Written instruction 1: Repeat the records below word for word, starting at the beginning of the records and ending at the line that contains "[[171,122],[172,160],[202,162],[199,71],[177,76],[172,96]]", with both ends included. Leave the pictures out of your copy.

Passage shown:
------------------------------------------------

Fellow ARMists,
I'd like to narrow and saturate 2 s32 to 2 s16 with NEON code, and pack them in a GPR.
I need to conform to a certain API, so please don't discuss efficiency or design here :)
Here's the snippet:
int32x2_t stuff32 = ...;
int16x4_t stuff16 = vqmovn_s32(vcombine_s32(stuff32, stuff32));
return vget_lane_u32(stuff16, 0)
Which generates
mov v0.d[1], v0.d[0]
sqxtn v0.4h, v0.4s
fmov w0, s0
ret
Does somebody know a way to keep the type system happy, and have the second half of the d register uninitialized ? I'd like to avoid inline assembly.
Thank you !

------------------------------------------------

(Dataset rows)
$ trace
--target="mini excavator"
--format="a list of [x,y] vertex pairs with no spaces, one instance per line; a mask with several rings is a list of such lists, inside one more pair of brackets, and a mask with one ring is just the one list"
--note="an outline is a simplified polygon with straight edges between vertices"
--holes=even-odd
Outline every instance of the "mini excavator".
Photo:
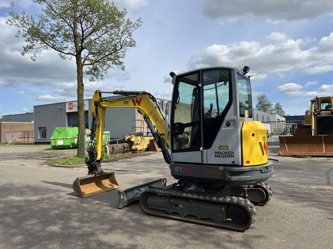
[[[143,115],[177,182],[156,179],[118,192],[121,208],[139,201],[155,216],[243,231],[255,206],[272,196],[264,182],[273,174],[266,129],[253,121],[249,68],[227,66],[170,73],[173,86],[170,121],[155,98],[142,91],[96,91],[92,101],[88,175],[73,183],[83,197],[119,187],[100,161],[106,109],[136,108]],[[104,98],[102,93],[118,95]]]

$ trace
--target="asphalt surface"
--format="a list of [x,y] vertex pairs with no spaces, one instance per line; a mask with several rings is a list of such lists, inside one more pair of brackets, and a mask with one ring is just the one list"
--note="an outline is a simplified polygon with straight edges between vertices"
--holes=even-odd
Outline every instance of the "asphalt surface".
[[[117,190],[87,198],[72,184],[84,167],[47,166],[75,149],[0,146],[0,248],[333,248],[333,159],[282,157],[269,147],[273,196],[239,232],[152,216],[137,203],[117,209]],[[106,164],[124,189],[160,177],[176,181],[162,153]],[[331,178],[332,179],[331,179]]]

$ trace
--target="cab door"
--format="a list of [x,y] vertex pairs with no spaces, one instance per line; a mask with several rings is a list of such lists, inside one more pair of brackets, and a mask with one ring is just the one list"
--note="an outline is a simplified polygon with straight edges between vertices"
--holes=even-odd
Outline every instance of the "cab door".
[[171,122],[172,160],[202,162],[199,71],[177,76],[172,96]]

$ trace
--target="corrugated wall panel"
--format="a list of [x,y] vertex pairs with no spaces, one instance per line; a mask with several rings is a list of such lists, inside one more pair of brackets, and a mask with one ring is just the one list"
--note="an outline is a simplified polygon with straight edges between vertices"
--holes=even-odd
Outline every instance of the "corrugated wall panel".
[[[50,143],[56,127],[66,126],[66,103],[56,103],[34,106],[34,139],[35,142]],[[39,138],[39,127],[46,127],[46,138]]]
[[3,115],[4,122],[30,123],[34,121],[34,113]]

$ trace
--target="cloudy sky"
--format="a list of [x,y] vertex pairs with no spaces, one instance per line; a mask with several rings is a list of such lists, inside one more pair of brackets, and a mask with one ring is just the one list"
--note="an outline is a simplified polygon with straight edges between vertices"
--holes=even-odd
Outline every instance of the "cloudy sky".
[[[36,61],[21,55],[23,39],[6,24],[12,0],[0,0],[0,112],[24,113],[34,105],[76,98],[75,62],[48,49]],[[264,93],[286,114],[303,115],[310,100],[333,96],[332,0],[117,0],[128,16],[142,18],[136,47],[124,59],[125,71],[110,70],[94,91],[145,90],[170,99],[171,71],[211,66],[250,67],[254,104]],[[41,7],[15,2],[14,12]]]

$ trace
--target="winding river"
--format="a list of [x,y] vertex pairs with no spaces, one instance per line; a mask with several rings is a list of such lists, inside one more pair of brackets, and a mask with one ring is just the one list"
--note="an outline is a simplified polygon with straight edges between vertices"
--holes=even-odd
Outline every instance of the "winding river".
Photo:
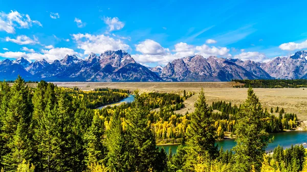
[[127,97],[122,100],[121,101],[120,101],[119,102],[111,103],[111,104],[107,104],[107,105],[104,105],[102,106],[100,106],[96,109],[102,109],[103,108],[105,108],[106,107],[108,106],[118,106],[123,103],[129,103],[129,102],[132,102],[133,101],[134,101],[134,96],[133,96],[133,95],[132,95],[132,94],[128,94],[128,96]]
[[[96,109],[101,109],[108,106],[114,106],[120,105],[121,103],[125,102],[132,102],[134,101],[134,96],[132,94],[129,94],[128,97],[122,100],[121,101],[103,105]],[[267,152],[269,152],[274,150],[274,149],[280,145],[283,146],[283,148],[288,148],[291,146],[291,144],[302,144],[307,142],[307,131],[296,131],[291,132],[286,132],[279,133],[271,134],[271,135],[274,136],[274,139],[272,143],[269,144],[266,149]],[[236,142],[234,139],[225,139],[221,141],[217,141],[216,143],[218,145],[218,148],[221,149],[223,146],[224,151],[226,150],[230,150],[231,148],[234,146]],[[163,147],[166,152],[168,152],[169,148],[172,148],[173,154],[176,152],[178,144],[164,145],[158,145],[159,148]],[[307,145],[304,145],[305,148],[307,148]]]
[[[267,152],[273,151],[275,147],[278,144],[282,146],[283,149],[290,148],[291,144],[303,144],[307,142],[307,131],[295,131],[291,132],[285,132],[282,133],[270,134],[273,136],[274,139],[272,143],[271,143],[268,146],[266,149]],[[218,141],[216,143],[218,145],[218,149],[223,146],[224,151],[226,150],[230,150],[234,146],[236,142],[234,139],[225,139],[224,140]],[[168,152],[169,148],[171,148],[173,154],[176,153],[176,150],[178,147],[178,144],[159,145],[158,147],[161,148],[163,147],[166,152]],[[304,147],[307,148],[307,145],[304,145]]]

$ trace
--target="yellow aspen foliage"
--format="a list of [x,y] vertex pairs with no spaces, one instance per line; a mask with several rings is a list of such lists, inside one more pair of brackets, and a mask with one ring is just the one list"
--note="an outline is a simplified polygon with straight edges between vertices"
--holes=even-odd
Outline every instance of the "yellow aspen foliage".
[[87,167],[89,170],[87,172],[106,172],[108,170],[103,165],[100,165],[98,163],[91,164]]
[[269,162],[268,155],[264,155],[264,161],[262,162],[261,167],[261,172],[280,172],[279,168],[275,169],[273,167],[271,166]]
[[305,158],[301,172],[307,172],[307,158]]
[[223,164],[217,160],[210,161],[201,157],[198,157],[198,163],[194,165],[195,172],[226,172],[230,171],[231,166]]
[[21,163],[18,165],[17,172],[34,172],[35,167],[32,164],[30,165],[29,162],[27,162],[26,160],[24,159]]

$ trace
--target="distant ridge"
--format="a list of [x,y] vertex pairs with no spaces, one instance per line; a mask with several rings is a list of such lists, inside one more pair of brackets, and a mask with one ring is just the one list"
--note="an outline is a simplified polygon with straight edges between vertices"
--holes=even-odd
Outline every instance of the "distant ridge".
[[47,81],[160,82],[230,81],[243,79],[307,78],[307,51],[268,63],[243,61],[196,55],[169,62],[165,66],[147,68],[126,52],[106,51],[100,56],[91,53],[85,59],[67,55],[48,63],[32,62],[20,57],[0,62],[0,79],[13,80],[19,75],[27,80]]

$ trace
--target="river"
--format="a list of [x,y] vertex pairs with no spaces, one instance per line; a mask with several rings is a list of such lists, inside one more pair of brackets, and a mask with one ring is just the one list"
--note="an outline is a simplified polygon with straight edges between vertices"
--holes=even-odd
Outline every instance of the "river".
[[[273,136],[274,139],[272,143],[271,143],[268,146],[266,150],[267,152],[273,151],[274,149],[277,147],[278,144],[283,146],[284,149],[289,148],[291,146],[291,144],[302,144],[307,142],[307,131],[295,131],[291,132],[286,132],[282,133],[270,134]],[[217,141],[216,143],[218,145],[218,149],[223,146],[224,151],[226,150],[230,150],[234,146],[236,142],[234,139],[225,139],[221,141]],[[159,148],[163,147],[166,152],[168,153],[168,149],[171,148],[173,154],[176,153],[176,150],[178,147],[178,144],[165,145],[158,146]],[[304,145],[304,147],[307,148],[307,145]]]
[[123,103],[129,103],[129,102],[132,102],[133,101],[134,101],[134,96],[132,94],[128,94],[128,96],[127,97],[122,100],[121,101],[120,101],[119,102],[111,103],[111,104],[107,104],[107,105],[104,105],[102,106],[100,106],[96,109],[102,109],[103,108],[105,108],[106,107],[108,106],[117,106],[117,105],[119,105]]
[[[134,96],[132,94],[129,94],[128,97],[122,100],[121,101],[103,105],[96,109],[101,109],[108,106],[117,106],[124,102],[132,102],[134,101]],[[266,149],[267,152],[274,150],[274,149],[280,145],[283,146],[283,148],[288,148],[291,146],[291,144],[302,144],[303,143],[307,142],[307,131],[296,131],[291,132],[286,132],[270,134],[273,136],[274,139],[272,143],[269,144]],[[234,146],[236,142],[234,139],[225,139],[223,140],[217,141],[216,143],[218,145],[218,148],[221,149],[223,146],[224,151],[226,150],[230,150],[231,148]],[[168,149],[170,147],[172,148],[173,154],[176,153],[176,150],[178,147],[178,144],[171,144],[159,145],[158,147],[161,148],[163,147],[166,152],[168,152]],[[304,145],[305,148],[307,148],[307,145]]]

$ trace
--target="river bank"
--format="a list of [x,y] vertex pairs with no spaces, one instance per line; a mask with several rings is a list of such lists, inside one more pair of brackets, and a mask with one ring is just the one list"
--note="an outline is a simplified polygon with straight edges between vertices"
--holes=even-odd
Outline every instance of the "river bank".
[[[270,134],[271,136],[274,137],[274,139],[272,143],[268,145],[266,149],[267,152],[269,153],[273,151],[275,148],[278,145],[283,147],[283,149],[289,148],[291,145],[302,144],[307,142],[307,131],[294,131],[291,132],[285,132],[282,133],[277,133]],[[220,141],[216,141],[216,144],[218,149],[223,147],[224,151],[230,150],[236,144],[234,139],[228,139]],[[176,153],[176,150],[179,144],[168,144],[168,145],[157,145],[159,148],[163,148],[167,152],[168,149],[170,148],[173,154]],[[307,148],[307,145],[303,145]]]

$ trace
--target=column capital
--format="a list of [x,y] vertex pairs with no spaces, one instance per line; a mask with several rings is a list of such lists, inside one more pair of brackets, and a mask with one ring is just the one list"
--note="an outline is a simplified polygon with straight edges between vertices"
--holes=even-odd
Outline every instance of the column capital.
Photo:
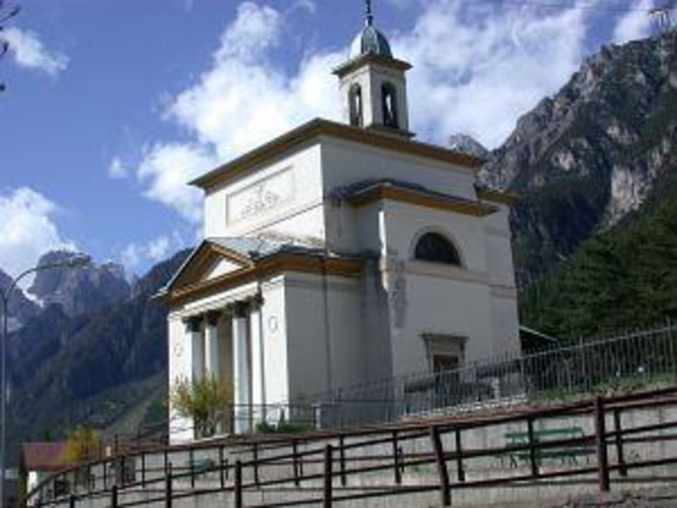
[[221,310],[210,310],[205,314],[207,324],[210,326],[215,326],[223,314]]
[[202,325],[202,316],[189,316],[183,318],[183,324],[185,325],[185,330],[192,333],[196,333],[200,331]]
[[257,293],[249,299],[249,306],[253,310],[258,310],[263,306],[263,296]]
[[249,312],[249,302],[246,300],[234,301],[227,305],[226,310],[234,318],[246,318]]

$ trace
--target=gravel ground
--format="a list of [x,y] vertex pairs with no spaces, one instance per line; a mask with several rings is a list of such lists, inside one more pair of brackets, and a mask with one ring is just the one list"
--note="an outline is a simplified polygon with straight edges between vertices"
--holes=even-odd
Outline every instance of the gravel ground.
[[677,486],[570,500],[552,508],[677,508]]

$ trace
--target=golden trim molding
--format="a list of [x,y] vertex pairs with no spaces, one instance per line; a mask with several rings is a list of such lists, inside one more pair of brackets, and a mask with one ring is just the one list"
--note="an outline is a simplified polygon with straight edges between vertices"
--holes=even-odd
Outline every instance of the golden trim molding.
[[357,207],[389,199],[409,203],[424,208],[453,211],[473,217],[486,217],[496,211],[496,207],[479,201],[454,199],[453,197],[438,196],[416,189],[407,189],[388,185],[374,186],[364,192],[350,197],[348,200]]
[[357,259],[280,253],[255,261],[249,268],[225,274],[213,279],[192,282],[187,281],[186,284],[178,287],[170,287],[166,293],[160,297],[160,299],[173,308],[283,272],[360,277],[363,270],[362,264],[362,261]]
[[412,141],[402,136],[381,133],[373,129],[315,119],[195,179],[190,185],[208,190],[246,174],[294,148],[311,142],[316,143],[318,138],[322,135],[453,164],[473,173],[478,171],[483,164],[481,159],[440,146]]

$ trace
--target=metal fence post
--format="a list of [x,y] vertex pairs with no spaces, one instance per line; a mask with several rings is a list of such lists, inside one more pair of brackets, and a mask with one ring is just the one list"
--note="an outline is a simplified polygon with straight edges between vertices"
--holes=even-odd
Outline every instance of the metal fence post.
[[165,469],[165,507],[171,508],[172,505],[172,497],[173,497],[173,493],[172,492],[172,467],[171,463],[167,465]]
[[242,463],[235,462],[235,488],[233,490],[235,497],[235,508],[242,508]]
[[332,445],[328,444],[324,448],[324,495],[323,508],[332,508],[332,487],[333,480],[333,472],[332,466]]
[[599,490],[609,490],[609,457],[607,450],[607,429],[605,421],[604,400],[597,397],[594,401],[595,434],[597,441],[597,467]]
[[437,427],[430,428],[431,440],[433,442],[433,452],[437,463],[437,473],[439,475],[439,495],[443,507],[452,505],[452,489],[449,484],[449,471],[447,469],[447,462],[444,457],[444,449],[442,446],[442,440],[439,436],[439,429]]
[[529,461],[531,465],[531,475],[538,478],[540,471],[538,470],[538,452],[533,431],[533,419],[531,417],[527,417],[527,429],[529,434]]
[[402,471],[399,463],[399,446],[397,444],[397,431],[393,431],[393,459],[395,462],[395,483],[402,484]]
[[348,478],[345,474],[345,449],[344,446],[344,438],[341,436],[338,438],[338,460],[341,467],[341,484],[343,487],[345,487],[348,483]]
[[456,427],[454,434],[456,437],[456,469],[458,470],[458,481],[465,482],[465,469],[463,467],[463,440],[460,427]]
[[141,452],[141,486],[146,487],[146,452]]
[[252,459],[254,463],[254,483],[259,485],[259,444],[255,442],[252,449]]
[[188,450],[188,467],[190,468],[190,488],[195,488],[195,457],[193,448]]
[[677,358],[675,356],[674,337],[672,335],[672,320],[668,318],[668,347],[670,352],[670,365],[672,375],[677,375]]
[[[225,467],[227,467],[227,464]],[[221,488],[225,488],[225,471],[223,470],[223,445],[219,446],[219,478],[221,482]]]
[[299,480],[299,444],[296,440],[292,441],[292,467],[294,469],[294,484],[299,486],[301,482]]
[[628,466],[626,465],[626,457],[623,450],[623,431],[621,421],[621,410],[613,410],[613,426],[616,431],[616,459],[618,461],[618,473],[624,478],[628,477]]

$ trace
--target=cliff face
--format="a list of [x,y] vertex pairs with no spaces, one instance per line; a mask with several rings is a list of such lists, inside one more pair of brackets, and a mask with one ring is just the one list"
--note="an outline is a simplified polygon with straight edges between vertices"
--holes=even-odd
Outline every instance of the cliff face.
[[[50,252],[39,264],[65,261],[72,253]],[[59,305],[71,316],[91,312],[127,297],[131,291],[125,269],[114,263],[90,263],[71,268],[52,268],[39,272],[28,292],[45,308]]]
[[524,284],[638,210],[677,158],[677,33],[603,48],[522,117],[481,177],[519,194]]
[[[9,276],[0,270],[0,290],[6,293],[10,285],[12,279]],[[20,288],[16,288],[12,291],[12,297],[9,299],[9,308],[7,313],[9,331],[20,328],[39,310],[40,308],[27,298]]]
[[[45,271],[35,279],[32,290],[43,307],[9,342],[11,461],[22,441],[39,440],[47,431],[60,437],[77,425],[105,429],[138,412],[140,401],[161,399],[167,310],[151,297],[188,255],[182,251],[158,263],[131,289],[112,265],[93,265],[77,274]],[[52,253],[42,262],[62,255]]]

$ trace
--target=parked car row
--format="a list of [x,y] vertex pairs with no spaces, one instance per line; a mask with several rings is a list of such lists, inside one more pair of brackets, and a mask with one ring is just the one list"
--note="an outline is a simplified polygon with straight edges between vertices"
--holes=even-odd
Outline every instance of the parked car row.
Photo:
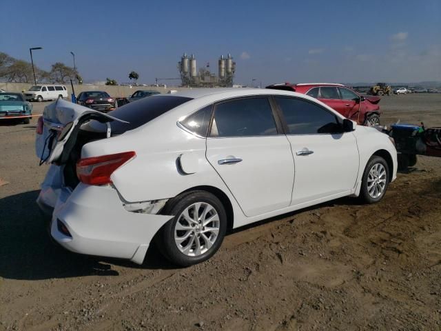
[[347,119],[367,126],[380,125],[380,98],[362,96],[342,84],[314,83],[274,84],[267,86],[274,90],[284,90],[302,93],[317,99]]

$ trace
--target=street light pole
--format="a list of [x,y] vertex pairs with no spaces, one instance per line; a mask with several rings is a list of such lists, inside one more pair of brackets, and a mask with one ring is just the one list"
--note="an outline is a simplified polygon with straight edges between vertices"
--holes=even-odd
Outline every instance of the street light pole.
[[72,56],[74,57],[74,71],[75,72],[75,84],[78,84],[78,81],[76,79],[76,66],[75,66],[75,54],[73,52],[71,52]]
[[41,50],[43,48],[41,47],[32,47],[29,49],[29,52],[30,52],[30,61],[32,63],[32,73],[34,74],[34,83],[37,85],[37,79],[35,78],[35,70],[34,69],[34,59],[32,59],[32,50]]

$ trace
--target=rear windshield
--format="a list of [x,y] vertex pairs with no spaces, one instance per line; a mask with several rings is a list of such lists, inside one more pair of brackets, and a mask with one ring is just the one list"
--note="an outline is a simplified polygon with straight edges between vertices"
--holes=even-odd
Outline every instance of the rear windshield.
[[129,122],[128,124],[116,121],[111,122],[112,133],[121,134],[125,131],[136,129],[190,100],[192,98],[184,97],[158,95],[127,103],[108,112],[114,117]]

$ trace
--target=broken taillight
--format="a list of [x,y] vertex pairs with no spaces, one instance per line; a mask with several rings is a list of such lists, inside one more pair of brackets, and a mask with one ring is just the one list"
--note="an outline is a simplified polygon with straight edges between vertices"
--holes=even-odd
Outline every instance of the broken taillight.
[[131,151],[81,159],[76,163],[76,176],[85,184],[110,184],[112,174],[136,155]]
[[35,128],[35,132],[37,134],[43,134],[43,125],[44,123],[43,122],[43,117],[41,116],[39,117],[38,121],[37,121],[37,128]]

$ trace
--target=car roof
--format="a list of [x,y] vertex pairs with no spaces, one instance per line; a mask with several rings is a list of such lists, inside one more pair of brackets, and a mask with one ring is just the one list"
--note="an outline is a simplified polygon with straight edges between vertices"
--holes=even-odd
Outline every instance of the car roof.
[[192,99],[199,99],[204,97],[213,97],[216,99],[246,97],[248,95],[268,95],[283,94],[292,96],[298,94],[303,97],[303,94],[294,93],[291,91],[283,91],[278,90],[267,90],[265,88],[193,88],[185,91],[178,91],[172,94],[162,94],[161,95],[169,95],[170,97],[184,97]]

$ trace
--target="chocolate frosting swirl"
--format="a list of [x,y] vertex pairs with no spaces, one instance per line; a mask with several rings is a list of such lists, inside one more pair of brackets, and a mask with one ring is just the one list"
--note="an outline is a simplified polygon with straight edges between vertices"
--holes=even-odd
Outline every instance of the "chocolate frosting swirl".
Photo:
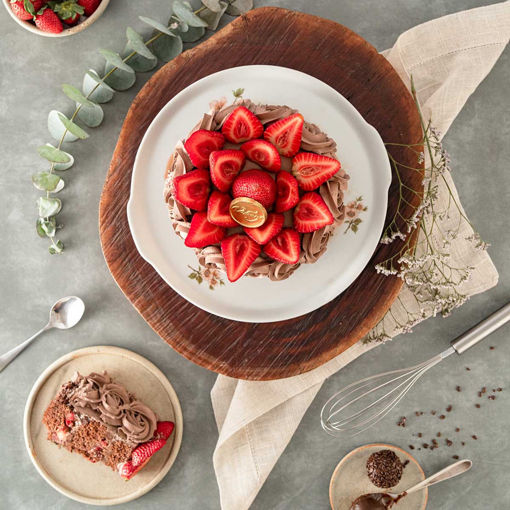
[[137,400],[125,386],[108,374],[77,375],[78,388],[69,398],[77,411],[104,423],[113,434],[123,435],[133,443],[150,439],[158,417],[148,406]]
[[[188,136],[197,130],[219,129],[228,115],[240,106],[244,106],[252,112],[263,124],[279,120],[297,112],[297,110],[293,110],[288,106],[256,105],[249,99],[240,98],[233,104],[224,106],[219,110],[211,109],[203,115]],[[240,146],[240,144],[227,143],[225,144],[225,148],[239,148]],[[301,137],[301,149],[337,159],[336,147],[335,141],[323,133],[318,126],[315,124],[304,122]],[[292,159],[282,156],[282,169],[290,172],[292,167]],[[163,196],[172,219],[173,229],[183,238],[186,237],[189,231],[191,212],[174,199],[172,195],[172,180],[174,176],[190,171],[193,168],[193,164],[184,149],[184,141],[180,141],[168,162]],[[260,167],[251,162],[247,162],[244,169],[249,168]],[[343,169],[341,169],[320,186],[319,192],[333,215],[335,222],[320,230],[303,236],[302,249],[297,264],[284,264],[269,258],[265,253],[262,253],[248,268],[246,275],[254,278],[267,277],[273,281],[283,280],[292,274],[301,264],[313,264],[322,257],[326,251],[328,242],[335,228],[341,225],[345,219],[344,191],[347,189],[348,181],[349,175]],[[288,211],[285,213],[285,226],[291,226],[291,212]],[[238,232],[242,232],[240,227],[229,228],[227,234]],[[219,244],[196,249],[195,252],[199,264],[202,267],[226,272],[225,261]]]

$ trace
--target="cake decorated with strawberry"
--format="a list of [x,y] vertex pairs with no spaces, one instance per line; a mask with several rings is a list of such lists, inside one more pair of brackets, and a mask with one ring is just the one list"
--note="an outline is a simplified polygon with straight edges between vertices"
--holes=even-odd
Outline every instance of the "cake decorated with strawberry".
[[174,428],[108,373],[75,372],[49,403],[47,439],[129,480],[166,444]]
[[201,266],[276,281],[325,252],[348,181],[336,142],[298,111],[239,98],[177,142],[163,195]]

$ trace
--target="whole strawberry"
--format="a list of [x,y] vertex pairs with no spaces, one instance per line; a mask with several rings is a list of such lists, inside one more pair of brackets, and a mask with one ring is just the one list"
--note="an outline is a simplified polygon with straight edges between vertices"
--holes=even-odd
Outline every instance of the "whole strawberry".
[[78,0],[78,4],[83,8],[85,16],[90,16],[99,7],[101,0]]
[[[48,5],[52,7],[50,4]],[[60,4],[55,4],[53,7],[57,15],[66,24],[75,25],[80,19],[80,16],[85,12],[85,9],[78,4],[76,0],[64,0]]]
[[43,8],[35,15],[35,26],[43,32],[60,34],[64,27],[59,17],[50,9]]
[[20,19],[33,19],[44,0],[11,0],[11,9]]

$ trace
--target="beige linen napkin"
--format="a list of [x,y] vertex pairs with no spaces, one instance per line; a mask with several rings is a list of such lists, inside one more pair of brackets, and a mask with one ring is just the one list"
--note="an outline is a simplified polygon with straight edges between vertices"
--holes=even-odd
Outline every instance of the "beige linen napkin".
[[[412,73],[424,115],[431,117],[434,125],[444,133],[492,69],[509,37],[510,4],[499,4],[419,25],[401,35],[382,55],[408,86]],[[446,178],[458,201],[449,174]],[[447,197],[446,187],[440,186],[440,200]],[[456,220],[447,220],[441,228],[446,232]],[[472,296],[495,285],[498,274],[487,252],[476,251],[473,243],[465,240],[471,233],[464,223],[452,242],[451,260],[461,265],[456,267],[474,268],[462,289]],[[405,289],[399,297],[410,305],[415,300]],[[397,305],[392,311],[397,317],[403,313]],[[386,332],[392,337],[399,332],[388,330],[387,326]],[[324,379],[376,345],[358,342],[318,368],[279,380],[249,381],[218,376],[211,391],[219,431],[213,461],[223,510],[250,506]]]

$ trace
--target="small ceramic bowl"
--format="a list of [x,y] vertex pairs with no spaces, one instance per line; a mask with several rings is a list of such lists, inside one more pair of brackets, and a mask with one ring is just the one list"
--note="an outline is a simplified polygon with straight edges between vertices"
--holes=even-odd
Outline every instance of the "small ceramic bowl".
[[81,32],[87,28],[87,27],[90,27],[104,12],[105,9],[106,9],[110,0],[102,0],[99,7],[96,9],[92,16],[89,16],[88,18],[85,18],[81,23],[79,23],[78,24],[74,25],[74,27],[70,27],[67,29],[64,28],[60,34],[50,34],[49,32],[43,32],[42,30],[39,30],[35,25],[33,24],[30,21],[27,21],[23,19],[20,19],[12,12],[12,9],[11,9],[11,3],[9,2],[9,0],[3,0],[3,1],[4,5],[5,6],[5,8],[7,9],[7,11],[11,15],[11,17],[13,18],[18,25],[20,25],[24,29],[33,32],[34,34],[38,34],[39,35],[43,35],[46,37],[63,37],[64,36],[72,35],[73,34]]

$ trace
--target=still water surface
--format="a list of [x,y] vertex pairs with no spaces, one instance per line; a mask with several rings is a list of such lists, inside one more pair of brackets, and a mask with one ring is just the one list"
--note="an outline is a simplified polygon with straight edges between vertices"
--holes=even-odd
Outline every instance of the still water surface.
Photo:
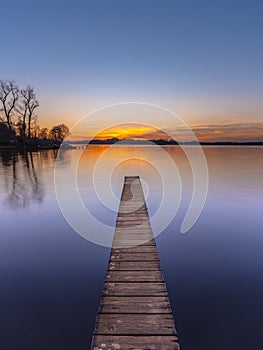
[[[157,246],[181,348],[261,350],[263,148],[204,148],[208,197],[199,220],[184,235],[180,226],[192,175],[178,147],[164,149],[180,172],[182,200]],[[92,188],[94,165],[105,150],[89,146],[83,153],[78,185],[93,215],[114,226],[116,212],[102,205]],[[59,171],[67,172],[79,152],[65,150]],[[159,173],[153,168],[151,147],[112,147],[106,161],[120,153],[130,159],[112,173],[113,194],[120,198],[124,175],[140,175],[154,215],[162,198],[162,173],[169,168]],[[56,152],[1,151],[0,157],[0,348],[88,349],[110,250],[83,239],[61,214],[54,191]],[[107,178],[100,172],[96,186],[104,188]],[[171,193],[175,183],[168,184]]]

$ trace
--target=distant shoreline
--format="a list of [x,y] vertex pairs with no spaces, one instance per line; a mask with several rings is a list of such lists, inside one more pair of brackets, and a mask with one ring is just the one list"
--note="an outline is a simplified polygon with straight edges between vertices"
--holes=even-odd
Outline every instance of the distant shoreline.
[[263,141],[247,141],[247,142],[196,142],[196,141],[186,141],[186,142],[176,142],[174,140],[133,140],[133,139],[107,139],[107,140],[81,140],[81,141],[65,141],[69,145],[151,145],[156,144],[160,146],[263,146]]

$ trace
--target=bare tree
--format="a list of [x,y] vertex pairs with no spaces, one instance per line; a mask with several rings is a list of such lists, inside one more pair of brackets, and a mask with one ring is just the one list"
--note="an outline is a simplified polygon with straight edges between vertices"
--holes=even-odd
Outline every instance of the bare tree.
[[2,116],[0,121],[7,124],[8,128],[12,130],[13,121],[12,117],[16,110],[16,106],[19,99],[19,88],[14,81],[0,80],[0,101]]
[[31,127],[33,119],[36,118],[35,110],[39,107],[39,102],[36,99],[36,93],[32,86],[27,86],[26,89],[20,91],[21,101],[15,110],[20,115],[20,125],[22,129],[22,137],[26,136],[30,139]]
[[38,132],[38,137],[41,139],[47,139],[48,138],[48,128],[41,128]]
[[63,139],[68,135],[69,128],[65,124],[59,124],[53,126],[49,133],[54,140],[62,142]]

------------------------------------------------

Written instruction 2: Reproduce the forum post above word for word, starting at "I need to conform" and ending at "avoid inline assembly.".

Reply 1:
$ trace
--target="mini excavator"
--format="a list of [x,y] vertex pairs with no spaces, one instance per line; a mask with several rings is a list of such lists, inside one more pair of brackets, and a mask with one ring is just the one list"
--note="an outline is a simplified polygon with straight edges between vertices"
--holes=even-odd
Outline every instance of the "mini excavator".
Photo:
[[[143,115],[177,182],[156,179],[118,192],[121,208],[139,201],[155,216],[243,231],[255,206],[272,196],[264,182],[273,174],[266,129],[253,121],[249,68],[227,66],[170,73],[173,86],[170,121],[155,98],[142,91],[96,91],[92,101],[88,175],[73,183],[83,197],[119,187],[100,161],[106,109],[136,108]],[[104,98],[102,93],[118,95]]]

$ trace
--target="asphalt surface"
--format="a list of [x,y] vertex pairs with no spaces, one instance per line; a mask with several rings is a list of such lists, inside one more pair of brackets, and a mask with one ring is just the one list"
--note="an outline is a simplified polygon with straight edges between vertices"
--holes=even-odd
Outline every instance of the "asphalt surface".
[[[117,190],[87,198],[72,184],[84,167],[47,166],[75,149],[0,146],[0,248],[333,248],[333,159],[282,157],[269,147],[273,196],[239,232],[152,216],[137,203],[117,209]],[[106,164],[124,189],[160,177],[176,181],[162,153]],[[331,178],[332,179],[331,179]]]

$ trace
--target="cab door"
--format="a list of [x,y] vertex pairs with no spaces, one instance per line; a mask with several rings is a list of such lists, inside one more pair of brackets, and a mask with one ring is just the one list"
--note="an outline is a simplified polygon with straight edges between vertices"
--holes=even-odd
Outline every instance of the "cab door".
[[171,122],[172,160],[202,162],[199,71],[177,76],[172,96]]

Reply 2:
I need to conform to a certain API, so please don't discuss efficiency or design here :)
Here's the snippet:
int32x2_t stuff32 = ...;
int16x4_t stuff16 = vqmovn_s32(vcombine_s32(stuff32, stuff32));
return vget_lane_u32(stuff16, 0)
Which generates
mov v0.d[1], v0.d[0]
sqxtn v0.4h, v0.4s
fmov w0, s0
ret
Does somebody know a way to keep the type system happy, and have the second half of the d register uninitialized ? I'd like to avoid inline assembly.